• REQUIREMENTS: Exclude the pictures; give every entry again exactly as written.

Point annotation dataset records
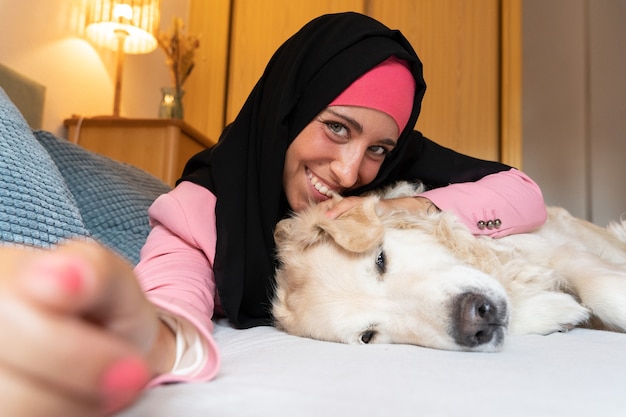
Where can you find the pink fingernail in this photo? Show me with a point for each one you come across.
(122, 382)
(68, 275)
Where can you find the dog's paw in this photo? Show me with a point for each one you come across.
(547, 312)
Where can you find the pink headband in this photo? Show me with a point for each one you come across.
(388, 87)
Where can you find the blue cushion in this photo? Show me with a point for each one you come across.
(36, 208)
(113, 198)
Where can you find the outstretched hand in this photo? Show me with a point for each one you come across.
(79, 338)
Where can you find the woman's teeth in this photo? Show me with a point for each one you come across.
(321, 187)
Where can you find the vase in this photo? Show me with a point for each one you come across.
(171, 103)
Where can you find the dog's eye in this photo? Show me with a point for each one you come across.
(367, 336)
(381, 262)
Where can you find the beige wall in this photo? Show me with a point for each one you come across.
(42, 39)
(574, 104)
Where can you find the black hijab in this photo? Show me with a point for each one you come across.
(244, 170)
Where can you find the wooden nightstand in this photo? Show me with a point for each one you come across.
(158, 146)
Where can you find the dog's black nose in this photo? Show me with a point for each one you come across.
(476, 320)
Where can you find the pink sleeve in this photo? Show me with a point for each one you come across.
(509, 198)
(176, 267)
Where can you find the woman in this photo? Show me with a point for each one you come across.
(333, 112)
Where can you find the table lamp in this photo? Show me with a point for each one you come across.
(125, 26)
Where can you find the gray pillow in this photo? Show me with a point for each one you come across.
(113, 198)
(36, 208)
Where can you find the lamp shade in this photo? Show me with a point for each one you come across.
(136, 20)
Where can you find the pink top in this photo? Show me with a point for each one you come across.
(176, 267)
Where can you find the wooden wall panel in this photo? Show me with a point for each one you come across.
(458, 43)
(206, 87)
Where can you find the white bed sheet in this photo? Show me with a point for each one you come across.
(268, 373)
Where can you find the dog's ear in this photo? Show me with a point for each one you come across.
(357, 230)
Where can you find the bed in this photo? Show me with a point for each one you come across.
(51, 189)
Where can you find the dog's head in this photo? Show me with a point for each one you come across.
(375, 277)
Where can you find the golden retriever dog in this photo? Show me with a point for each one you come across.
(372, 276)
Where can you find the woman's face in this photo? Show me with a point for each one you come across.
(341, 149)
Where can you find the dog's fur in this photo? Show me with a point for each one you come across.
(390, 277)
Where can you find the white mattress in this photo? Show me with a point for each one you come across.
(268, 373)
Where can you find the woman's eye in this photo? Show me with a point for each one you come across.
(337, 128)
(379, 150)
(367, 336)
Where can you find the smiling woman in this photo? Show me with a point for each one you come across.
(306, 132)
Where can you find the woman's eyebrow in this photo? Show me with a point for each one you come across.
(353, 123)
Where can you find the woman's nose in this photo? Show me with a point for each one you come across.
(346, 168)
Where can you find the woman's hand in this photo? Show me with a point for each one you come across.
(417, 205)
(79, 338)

• RESULT OF THE EXERCISE:
Where can you find the pink fingernail in this photo? Show me with a point for each one you come across.
(122, 382)
(68, 275)
Where can you find the dog's paw in this photo? Show me with a point for each one you come across.
(547, 312)
Where can you find the pink headband in this photo? Show me with a point for each one you come across.
(388, 87)
Where can you find the blue cushion in this photo? Show me with a point for each one you come across.
(36, 208)
(113, 198)
Where can you find the outstretched hand in this photo? Show me with a point for each one you come across.
(79, 338)
Where can you find the woman's teeth in this photo? Show me with a point for each one you come across.
(321, 187)
Where can you find the vase in this photo? Show me with a point for each one you come across.
(171, 103)
Where can you find the dog's eye in this photo? Show me with a point for each one you come across.
(367, 336)
(381, 262)
Where can you find the beige wall in this photo? Show me with a point for each one you come across.
(42, 39)
(574, 104)
Where can you find the black hijab in this photo? Show me with a point for each one you come across.
(244, 170)
Where can you find the wooden nightstand in this photo? Show me with a point for each one you come across.
(158, 146)
Where can you find the dog's black nose in this photo? Show me with a point for each one you come across.
(476, 320)
Where can you find the pink sleeve in this photo? Show me with a point for each one you come across.
(509, 198)
(176, 267)
Where can you find the woman in this photo? Show me with a point for each one you come across.
(333, 112)
Where can you find the table lamp in this photo? Show me with a point for each one you come across.
(125, 26)
Where can you find the gray pillow in this photo? Show me with a point for each one you come across.
(113, 198)
(36, 208)
Where can you find the lamp shade in this photo? Show me with a point for each one you come across.
(136, 20)
Where can you find the pink top in this photo? Show me with a point for each one you come across.
(176, 267)
Where can you find the wooden wall panel in this photo? Show me with a point for each one you come across.
(458, 43)
(206, 87)
Where can you find the white bed sheet in this photo? Show me with a point for each one you come across.
(268, 373)
Where can you find the dog's ear in this photo? Show me with a point for each one you come across.
(357, 230)
Where can you find the bed in this photo? Show me with a point for each one you come across.
(51, 189)
Where can you find the dog's head in this photo? Show me with a point for each one you come across.
(375, 277)
Where can you find the golden retriever dog in this photo? Show me with a point for each one you come across.
(372, 276)
Where can you find the woman's face in this photo? Show me with a point for each one you come across.
(341, 149)
Where can you find the dog's fur in this photo? Show me with a point for each one you come across.
(390, 277)
Where can you find the white mattress in this photo? Show me with a point for each one you come across.
(268, 373)
Where can you find the woman's eye in this photo? Show me with a point for each one you come across.
(337, 128)
(379, 150)
(367, 336)
Where can you find the smiling woman in this photo? Show me with a point for each one you come across.
(306, 132)
Where can you find the woman's eyebrow in this photo? Show me with a point for each one you come across.
(353, 123)
Where can you find the woman's nose in this photo? Show me with a point for each one you come across.
(346, 168)
Where can you find the woman's hand in this photo? Show me with a point for each one you come across.
(417, 205)
(79, 338)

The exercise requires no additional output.